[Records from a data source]
════════
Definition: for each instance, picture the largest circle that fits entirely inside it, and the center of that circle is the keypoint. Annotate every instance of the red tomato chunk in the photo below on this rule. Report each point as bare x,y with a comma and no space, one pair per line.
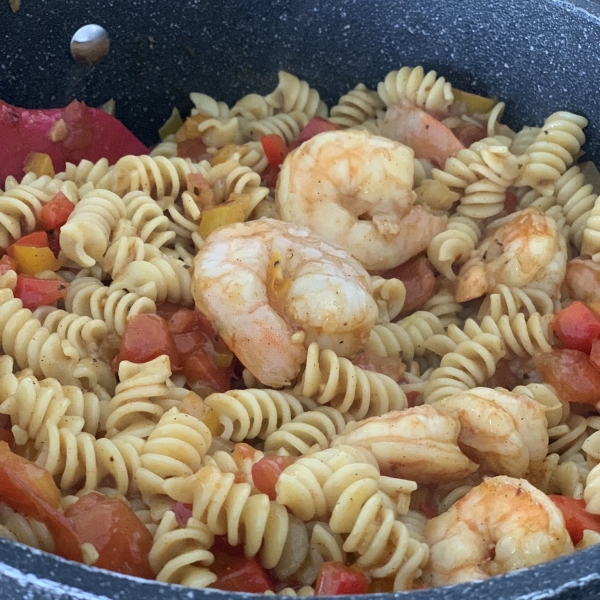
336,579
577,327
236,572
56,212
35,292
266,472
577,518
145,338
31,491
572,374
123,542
════════
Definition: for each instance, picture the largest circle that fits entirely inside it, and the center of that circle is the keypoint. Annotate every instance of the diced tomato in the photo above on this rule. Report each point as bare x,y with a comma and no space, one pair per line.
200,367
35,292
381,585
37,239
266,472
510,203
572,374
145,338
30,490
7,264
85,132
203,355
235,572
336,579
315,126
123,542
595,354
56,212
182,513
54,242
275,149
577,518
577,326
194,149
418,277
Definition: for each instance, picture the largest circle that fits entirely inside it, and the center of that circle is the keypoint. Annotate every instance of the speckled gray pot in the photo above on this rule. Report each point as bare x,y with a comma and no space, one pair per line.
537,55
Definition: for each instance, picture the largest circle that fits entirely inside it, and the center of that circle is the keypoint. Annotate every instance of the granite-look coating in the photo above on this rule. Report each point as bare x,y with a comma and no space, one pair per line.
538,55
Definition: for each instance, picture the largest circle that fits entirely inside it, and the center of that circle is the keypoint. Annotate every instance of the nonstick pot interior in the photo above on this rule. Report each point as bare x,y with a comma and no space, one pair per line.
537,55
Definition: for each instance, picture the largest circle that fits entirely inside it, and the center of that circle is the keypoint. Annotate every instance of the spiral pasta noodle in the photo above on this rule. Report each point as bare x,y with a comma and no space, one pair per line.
════════
Activity: The range runs from the line above containing "of the nonstick" to the line containing "of the spiral", inclusive. Restate those lines word for word and no others.

Result of this task:
Definition: for each instance, picture the largest circle that fits entirely inside it, and the center of that circle is the keypoint. Annotate every instance of the nonstick pot interior in the photo above on this rule. Report each point as bare x,y with a comma and no space, one pair per line.
537,55
Definition: for each instance, picture the largest circle that fits entirely inside it, and the center of that circle is the keypoint. Annotate every instance of the spiral pasta noodle in the photo above on this rule. Report each point as bare x,y with a comma and no space, one pair per line.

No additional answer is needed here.